# Required action
Everything in the records must be restated exactly, apart from the pictures.

-------- Material provided

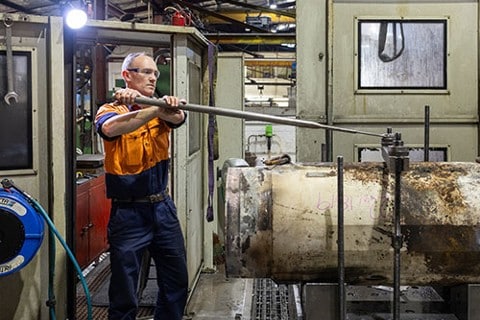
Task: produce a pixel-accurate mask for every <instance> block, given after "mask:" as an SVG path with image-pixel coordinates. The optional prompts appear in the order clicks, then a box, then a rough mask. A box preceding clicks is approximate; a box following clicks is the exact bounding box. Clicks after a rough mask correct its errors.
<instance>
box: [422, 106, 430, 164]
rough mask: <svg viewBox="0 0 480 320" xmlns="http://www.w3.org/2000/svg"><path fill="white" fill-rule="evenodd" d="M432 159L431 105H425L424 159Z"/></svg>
mask: <svg viewBox="0 0 480 320" xmlns="http://www.w3.org/2000/svg"><path fill="white" fill-rule="evenodd" d="M429 160H430V106H429V105H426V106H425V132H424V145H423V161H425V162H427V161H429Z"/></svg>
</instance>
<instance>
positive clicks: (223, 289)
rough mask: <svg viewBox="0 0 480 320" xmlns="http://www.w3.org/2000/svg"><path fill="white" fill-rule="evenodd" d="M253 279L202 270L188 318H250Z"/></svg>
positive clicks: (218, 318) (247, 318)
mask: <svg viewBox="0 0 480 320" xmlns="http://www.w3.org/2000/svg"><path fill="white" fill-rule="evenodd" d="M252 287H253V279H237V278H226V277H225V274H224V272H222V271H217V272H215V273H202V274H201V275H200V278H199V280H198V283H197V286H196V287H195V290H194V292H193V294H192V297H191V298H190V301H189V303H188V306H187V317H185V318H186V319H188V320H190V319H191V320H222V319H229V320H232V319H236V320H237V319H238V320H240V319H241V320H250V318H251V309H252V305H251V304H252V295H253V291H252V290H253V289H252Z"/></svg>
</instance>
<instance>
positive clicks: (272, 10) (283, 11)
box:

----------------

# Exercise answer
Task: produce a pixel-accurate mask for every <instance> block, given after "mask:" as an SVG path with image-pixel coordinates. The optional prompts appear in the order clicks, then a box, then a rough mask. A box preceding clicks is approximate; a box following clicks is the exact bounding box. Clicks after a rough mask correct its errors.
<instance>
box: [422, 106, 430, 164]
rough mask: <svg viewBox="0 0 480 320" xmlns="http://www.w3.org/2000/svg"><path fill="white" fill-rule="evenodd" d="M432 159L431 105H425L424 159Z"/></svg>
mask: <svg viewBox="0 0 480 320" xmlns="http://www.w3.org/2000/svg"><path fill="white" fill-rule="evenodd" d="M429 160H430V106H429V105H426V106H425V132H424V145H423V161H425V162H427V161H429Z"/></svg>
</instance>
<instance>
positive clicks: (223, 289)
rough mask: <svg viewBox="0 0 480 320" xmlns="http://www.w3.org/2000/svg"><path fill="white" fill-rule="evenodd" d="M253 279L202 270L188 318H250Z"/></svg>
positive clicks: (218, 318) (247, 318)
mask: <svg viewBox="0 0 480 320" xmlns="http://www.w3.org/2000/svg"><path fill="white" fill-rule="evenodd" d="M252 287H253V279H237V278H226V277H225V274H224V272H222V271H217V272H215V273H202V274H201V275H200V278H199V280H198V283H197V286H196V287H195V290H194V292H193V294H192V297H191V298H190V301H189V303H188V306H187V317H185V318H186V319H188V320H190V319H191V320H222V319H229V320H232V319H236V320H237V319H238V320H240V319H241V320H250V318H251V309H252V305H251V304H252V295H253V291H252V290H253V289H252Z"/></svg>
</instance>
<instance>
positive clicks: (272, 10) (283, 11)
box:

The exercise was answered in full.